GOAL OF THE EXERCISE - Rewrite every line of the listing below with "Target" swapped for "Object", changing nothing else. Omit the pictures from your answer.

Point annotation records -

□ □ □ □ □

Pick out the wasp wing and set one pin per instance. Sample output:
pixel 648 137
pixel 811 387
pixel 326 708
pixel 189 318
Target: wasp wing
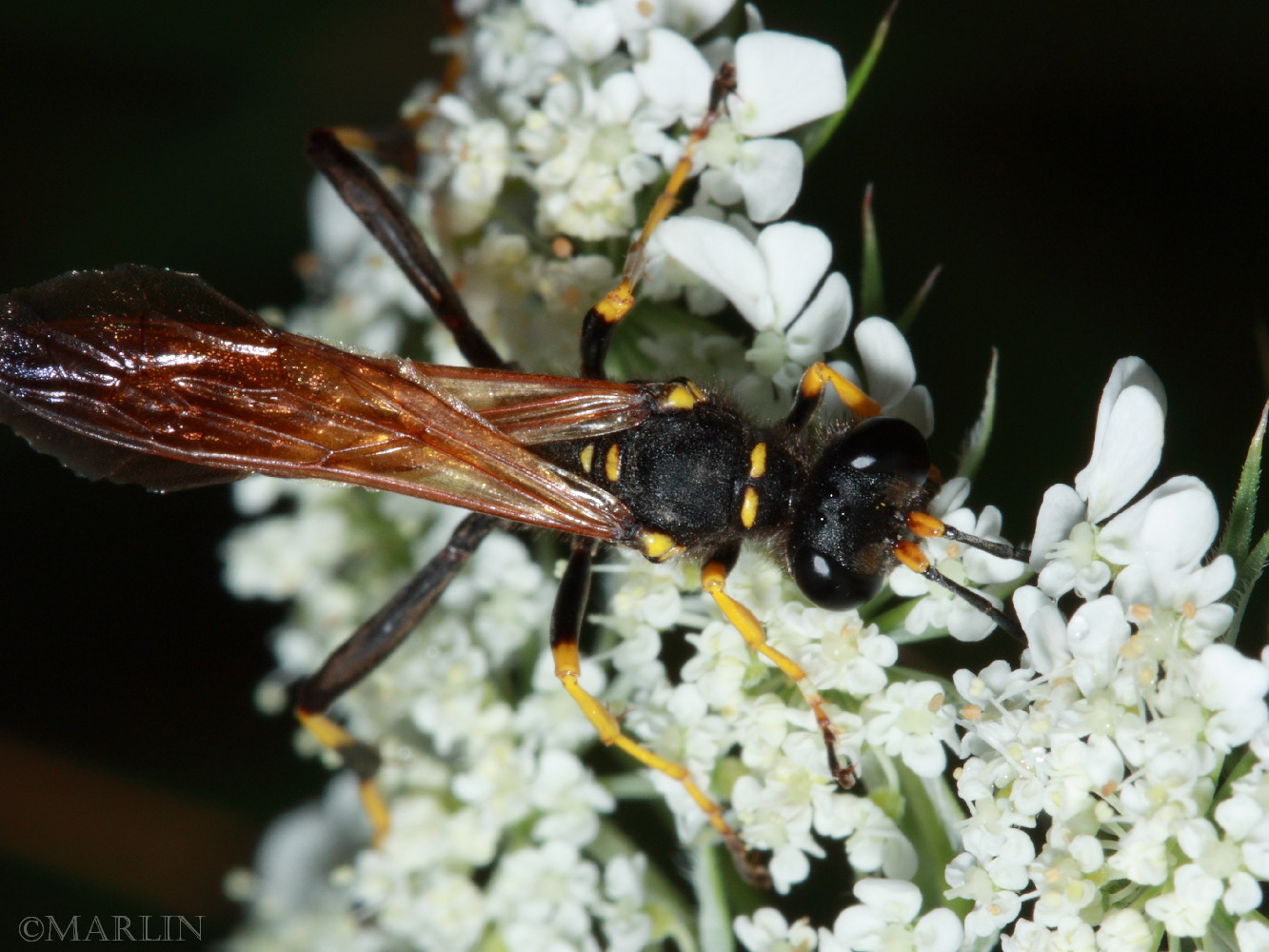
pixel 151 376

□ □ □ □ □

RESPONSE TO THE TASK -
Pick out the wasp wing and set one pin per instance. Sample output:
pixel 648 137
pixel 811 387
pixel 326 708
pixel 189 318
Object: wasp wing
pixel 151 376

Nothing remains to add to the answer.